---------- Supplied data

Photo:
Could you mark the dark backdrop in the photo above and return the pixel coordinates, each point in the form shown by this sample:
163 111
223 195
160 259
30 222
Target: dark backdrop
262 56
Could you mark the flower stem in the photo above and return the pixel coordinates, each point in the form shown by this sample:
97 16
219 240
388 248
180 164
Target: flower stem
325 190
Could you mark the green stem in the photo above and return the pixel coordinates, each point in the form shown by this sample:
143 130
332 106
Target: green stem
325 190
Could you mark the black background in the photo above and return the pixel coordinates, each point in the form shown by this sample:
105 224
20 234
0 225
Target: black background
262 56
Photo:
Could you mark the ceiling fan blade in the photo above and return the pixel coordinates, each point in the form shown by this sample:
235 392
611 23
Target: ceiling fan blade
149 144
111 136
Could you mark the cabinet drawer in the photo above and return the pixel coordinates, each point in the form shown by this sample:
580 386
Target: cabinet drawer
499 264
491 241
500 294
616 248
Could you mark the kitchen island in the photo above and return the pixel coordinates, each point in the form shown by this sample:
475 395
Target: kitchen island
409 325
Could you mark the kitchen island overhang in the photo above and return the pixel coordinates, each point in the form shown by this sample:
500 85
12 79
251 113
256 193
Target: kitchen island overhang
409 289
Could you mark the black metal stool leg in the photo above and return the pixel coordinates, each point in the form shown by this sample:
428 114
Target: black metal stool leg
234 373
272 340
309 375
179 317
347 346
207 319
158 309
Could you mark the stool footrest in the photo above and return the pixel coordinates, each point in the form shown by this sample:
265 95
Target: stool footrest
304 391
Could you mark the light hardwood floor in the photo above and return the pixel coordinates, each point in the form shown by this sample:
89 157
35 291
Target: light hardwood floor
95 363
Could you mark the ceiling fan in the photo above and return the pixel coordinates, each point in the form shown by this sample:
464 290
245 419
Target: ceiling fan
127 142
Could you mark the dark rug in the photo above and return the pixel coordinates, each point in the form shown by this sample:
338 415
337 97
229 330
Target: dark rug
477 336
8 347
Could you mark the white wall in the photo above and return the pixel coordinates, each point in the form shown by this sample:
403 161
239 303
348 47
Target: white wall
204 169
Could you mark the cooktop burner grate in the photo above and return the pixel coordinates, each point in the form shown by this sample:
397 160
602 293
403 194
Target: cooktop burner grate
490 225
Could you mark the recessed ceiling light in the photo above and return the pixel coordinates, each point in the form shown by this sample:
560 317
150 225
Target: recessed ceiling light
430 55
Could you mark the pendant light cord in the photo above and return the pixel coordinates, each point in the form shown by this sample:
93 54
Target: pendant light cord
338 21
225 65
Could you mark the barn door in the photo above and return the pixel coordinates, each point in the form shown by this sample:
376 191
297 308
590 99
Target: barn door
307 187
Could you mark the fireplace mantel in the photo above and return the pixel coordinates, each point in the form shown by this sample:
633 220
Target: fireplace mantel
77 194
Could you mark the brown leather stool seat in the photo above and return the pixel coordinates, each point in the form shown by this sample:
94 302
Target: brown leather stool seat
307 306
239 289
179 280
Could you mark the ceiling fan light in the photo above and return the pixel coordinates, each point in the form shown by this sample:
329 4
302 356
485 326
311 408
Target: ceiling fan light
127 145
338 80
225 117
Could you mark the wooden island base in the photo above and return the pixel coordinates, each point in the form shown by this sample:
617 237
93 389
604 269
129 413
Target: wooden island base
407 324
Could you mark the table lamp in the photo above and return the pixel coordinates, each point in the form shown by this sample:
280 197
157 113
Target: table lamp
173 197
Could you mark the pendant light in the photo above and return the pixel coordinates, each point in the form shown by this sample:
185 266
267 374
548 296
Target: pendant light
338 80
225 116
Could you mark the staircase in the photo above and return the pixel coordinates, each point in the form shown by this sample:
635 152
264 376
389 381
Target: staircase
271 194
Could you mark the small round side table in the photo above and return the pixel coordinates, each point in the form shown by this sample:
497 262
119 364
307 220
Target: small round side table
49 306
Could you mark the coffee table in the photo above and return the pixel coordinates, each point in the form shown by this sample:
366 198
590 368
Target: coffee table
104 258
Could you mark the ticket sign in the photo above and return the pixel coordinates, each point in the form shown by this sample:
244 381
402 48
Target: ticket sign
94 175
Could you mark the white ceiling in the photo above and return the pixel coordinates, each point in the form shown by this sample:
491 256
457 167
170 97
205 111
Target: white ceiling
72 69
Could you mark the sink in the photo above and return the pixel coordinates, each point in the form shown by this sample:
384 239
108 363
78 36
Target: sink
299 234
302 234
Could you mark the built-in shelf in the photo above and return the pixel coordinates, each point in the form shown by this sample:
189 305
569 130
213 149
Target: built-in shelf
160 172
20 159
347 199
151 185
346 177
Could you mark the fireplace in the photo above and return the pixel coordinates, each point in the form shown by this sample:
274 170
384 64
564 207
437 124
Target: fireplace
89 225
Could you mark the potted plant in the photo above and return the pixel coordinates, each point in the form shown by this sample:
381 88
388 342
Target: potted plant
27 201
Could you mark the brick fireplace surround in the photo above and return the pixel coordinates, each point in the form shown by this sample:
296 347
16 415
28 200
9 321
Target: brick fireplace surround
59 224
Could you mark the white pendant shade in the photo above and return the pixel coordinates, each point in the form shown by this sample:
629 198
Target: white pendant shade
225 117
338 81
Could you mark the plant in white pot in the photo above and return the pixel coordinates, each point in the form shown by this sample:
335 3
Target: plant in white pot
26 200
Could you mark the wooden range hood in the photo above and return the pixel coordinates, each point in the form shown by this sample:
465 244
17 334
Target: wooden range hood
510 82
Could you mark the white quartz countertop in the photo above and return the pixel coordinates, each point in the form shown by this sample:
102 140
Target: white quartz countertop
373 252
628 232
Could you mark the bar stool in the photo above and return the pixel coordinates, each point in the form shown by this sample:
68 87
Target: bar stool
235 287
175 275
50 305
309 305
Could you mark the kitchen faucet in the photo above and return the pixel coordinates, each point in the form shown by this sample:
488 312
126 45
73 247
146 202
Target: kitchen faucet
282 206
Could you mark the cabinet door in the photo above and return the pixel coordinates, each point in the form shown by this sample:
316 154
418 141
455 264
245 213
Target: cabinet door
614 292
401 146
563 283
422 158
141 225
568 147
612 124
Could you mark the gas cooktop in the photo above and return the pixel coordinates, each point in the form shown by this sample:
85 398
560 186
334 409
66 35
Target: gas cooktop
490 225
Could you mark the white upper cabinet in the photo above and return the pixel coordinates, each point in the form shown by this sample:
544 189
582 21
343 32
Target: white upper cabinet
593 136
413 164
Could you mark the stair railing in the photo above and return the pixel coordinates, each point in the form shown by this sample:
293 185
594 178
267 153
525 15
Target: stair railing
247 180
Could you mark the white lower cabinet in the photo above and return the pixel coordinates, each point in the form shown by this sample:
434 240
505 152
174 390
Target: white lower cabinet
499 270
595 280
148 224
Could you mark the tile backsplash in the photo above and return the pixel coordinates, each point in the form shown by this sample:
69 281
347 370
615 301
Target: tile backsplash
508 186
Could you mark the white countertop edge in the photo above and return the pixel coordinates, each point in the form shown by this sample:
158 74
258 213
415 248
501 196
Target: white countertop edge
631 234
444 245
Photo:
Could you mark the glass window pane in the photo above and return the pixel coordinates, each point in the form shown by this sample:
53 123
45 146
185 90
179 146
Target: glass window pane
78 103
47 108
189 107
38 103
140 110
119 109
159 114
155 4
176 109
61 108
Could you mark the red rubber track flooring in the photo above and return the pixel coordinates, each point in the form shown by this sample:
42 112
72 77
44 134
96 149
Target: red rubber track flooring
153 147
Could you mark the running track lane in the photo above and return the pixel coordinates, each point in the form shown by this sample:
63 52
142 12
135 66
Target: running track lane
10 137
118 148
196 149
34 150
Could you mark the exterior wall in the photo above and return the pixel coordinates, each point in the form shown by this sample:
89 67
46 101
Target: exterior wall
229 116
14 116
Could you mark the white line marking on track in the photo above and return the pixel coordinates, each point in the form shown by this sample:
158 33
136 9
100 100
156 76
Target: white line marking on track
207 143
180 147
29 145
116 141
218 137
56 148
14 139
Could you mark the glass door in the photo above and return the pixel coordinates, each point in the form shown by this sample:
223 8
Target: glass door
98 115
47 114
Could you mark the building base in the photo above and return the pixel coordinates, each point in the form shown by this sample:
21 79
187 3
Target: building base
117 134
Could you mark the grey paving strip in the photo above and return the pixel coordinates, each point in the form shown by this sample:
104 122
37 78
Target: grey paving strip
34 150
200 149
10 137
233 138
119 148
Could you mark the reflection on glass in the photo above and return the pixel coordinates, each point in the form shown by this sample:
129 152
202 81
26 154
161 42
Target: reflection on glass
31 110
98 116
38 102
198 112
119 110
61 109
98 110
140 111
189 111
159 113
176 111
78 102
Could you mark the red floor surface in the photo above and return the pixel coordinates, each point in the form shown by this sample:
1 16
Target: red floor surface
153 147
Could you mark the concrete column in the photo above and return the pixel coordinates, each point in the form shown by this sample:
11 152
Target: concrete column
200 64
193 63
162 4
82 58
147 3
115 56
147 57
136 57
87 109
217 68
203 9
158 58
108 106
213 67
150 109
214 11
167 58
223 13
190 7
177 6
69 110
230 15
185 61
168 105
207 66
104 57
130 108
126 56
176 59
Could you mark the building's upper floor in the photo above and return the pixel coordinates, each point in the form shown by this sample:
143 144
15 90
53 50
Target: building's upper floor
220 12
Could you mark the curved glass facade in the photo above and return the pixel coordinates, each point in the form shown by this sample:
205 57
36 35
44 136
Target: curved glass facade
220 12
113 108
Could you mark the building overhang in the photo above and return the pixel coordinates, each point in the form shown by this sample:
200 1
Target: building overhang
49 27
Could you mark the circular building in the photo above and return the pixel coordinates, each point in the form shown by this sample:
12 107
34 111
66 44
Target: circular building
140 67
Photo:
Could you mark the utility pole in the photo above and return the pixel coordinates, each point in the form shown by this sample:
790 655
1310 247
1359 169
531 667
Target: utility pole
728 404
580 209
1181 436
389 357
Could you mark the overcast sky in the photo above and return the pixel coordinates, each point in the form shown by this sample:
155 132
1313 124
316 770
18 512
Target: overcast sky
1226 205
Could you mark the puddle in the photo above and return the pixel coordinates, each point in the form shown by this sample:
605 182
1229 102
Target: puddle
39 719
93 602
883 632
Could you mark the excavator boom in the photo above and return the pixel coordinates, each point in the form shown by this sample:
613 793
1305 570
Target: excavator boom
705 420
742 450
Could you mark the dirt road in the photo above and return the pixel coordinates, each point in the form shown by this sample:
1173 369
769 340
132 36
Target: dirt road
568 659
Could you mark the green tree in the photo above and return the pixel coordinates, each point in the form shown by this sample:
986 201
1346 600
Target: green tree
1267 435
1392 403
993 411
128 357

--------------------

### To be done
Swap "utility pole" for "power pole" in the part of the listing that opens with the line containing "Could you mark the building's" and runs through the end of the listing. Reproduce only those lines, with everything else unchanged.

### Complete answer
Could you mark the building's upper floor in the photo above and return the pixel coordinates, each point in the form shown by this sample:
143 144
15 90
53 50
Target: building's upper floor
220 12
Could you mark the curved glass facade in the photo above and return the pixel coordinates, each point in the form shown by this sample:
205 57
36 35
44 136
Target: curved glass facade
220 12
113 108
Could you mark the building overhang in the photo above and return the pixel coordinates, each point in the form shown by this sample:
200 1
Target: building overhang
49 27
Could you mark the circular building in the photo above and return the pixel coordinates, each point in the form shown by this sample:
12 107
34 111
66 44
Target: circular building
140 67
Photo:
Could you mark the power pole in the photo above and return the pixel coordinates, each point in the form shown by this sample:
790 655
1310 247
1359 169
531 667
Target: power pole
728 404
580 209
1181 436
389 357
Could you mark the overcast sky in the photo above and return the pixel coordinates, each point in the form shown by this sample:
155 132
1313 124
316 770
18 512
Target: overcast sky
1226 205
Could you mark the puddle in the photo above and return the pixel coordinates, each point in the form shown by this sample:
605 182
1229 102
Target: puddle
39 719
93 602
883 632
Could you mark the excavator boom in the photo above and return the pixel coordinates, each point in the form shown by this sample:
613 793
1305 570
Target: excavator boom
705 420
742 450
Could you mark the dirt road in the photo above and return the pixel coordinates, each point in the form shown by this sample:
1173 369
769 340
132 36
Target: dirt road
568 659
Could you mark the green tree in the photo above and return the pixel coordinates, each point in the form shown by this sample:
986 201
1346 600
Target: green tree
1267 435
1392 403
993 411
128 357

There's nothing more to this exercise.